> **EXERCISE**
Check every line of the material for the word "ceiling". Copy those that have it.

> **MATERIAL SHOWN**
——
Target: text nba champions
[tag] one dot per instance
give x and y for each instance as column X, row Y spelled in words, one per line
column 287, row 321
——
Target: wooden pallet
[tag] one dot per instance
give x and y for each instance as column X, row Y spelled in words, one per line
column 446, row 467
——
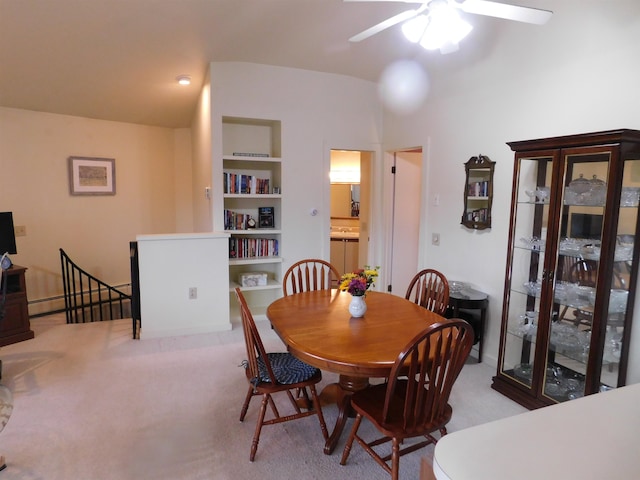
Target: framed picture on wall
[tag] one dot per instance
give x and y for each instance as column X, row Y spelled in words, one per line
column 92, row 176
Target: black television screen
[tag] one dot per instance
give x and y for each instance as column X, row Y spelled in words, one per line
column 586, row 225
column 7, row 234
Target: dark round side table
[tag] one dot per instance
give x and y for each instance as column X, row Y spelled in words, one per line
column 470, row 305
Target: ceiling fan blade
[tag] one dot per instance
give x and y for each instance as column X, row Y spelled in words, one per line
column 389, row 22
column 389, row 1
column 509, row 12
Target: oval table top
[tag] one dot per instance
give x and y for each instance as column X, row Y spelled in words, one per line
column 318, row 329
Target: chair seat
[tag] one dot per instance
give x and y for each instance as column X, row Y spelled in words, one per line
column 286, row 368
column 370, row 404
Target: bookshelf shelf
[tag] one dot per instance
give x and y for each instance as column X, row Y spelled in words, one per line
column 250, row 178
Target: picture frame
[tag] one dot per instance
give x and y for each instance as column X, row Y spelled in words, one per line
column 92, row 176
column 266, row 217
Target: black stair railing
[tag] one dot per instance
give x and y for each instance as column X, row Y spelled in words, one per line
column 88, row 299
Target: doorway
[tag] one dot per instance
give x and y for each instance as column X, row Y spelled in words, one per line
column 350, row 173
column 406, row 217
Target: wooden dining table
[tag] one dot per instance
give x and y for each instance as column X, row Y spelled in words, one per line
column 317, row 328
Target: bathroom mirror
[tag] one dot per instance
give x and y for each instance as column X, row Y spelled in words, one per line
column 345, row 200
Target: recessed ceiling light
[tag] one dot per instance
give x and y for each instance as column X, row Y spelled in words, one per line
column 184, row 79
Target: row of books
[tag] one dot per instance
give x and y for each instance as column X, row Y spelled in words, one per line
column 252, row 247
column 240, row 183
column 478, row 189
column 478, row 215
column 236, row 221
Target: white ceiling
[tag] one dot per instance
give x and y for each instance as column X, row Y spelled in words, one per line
——
> **RESPONSE AREA**
Target: ceiling fan blade
Target: recessed ceiling light
Target: white ceiling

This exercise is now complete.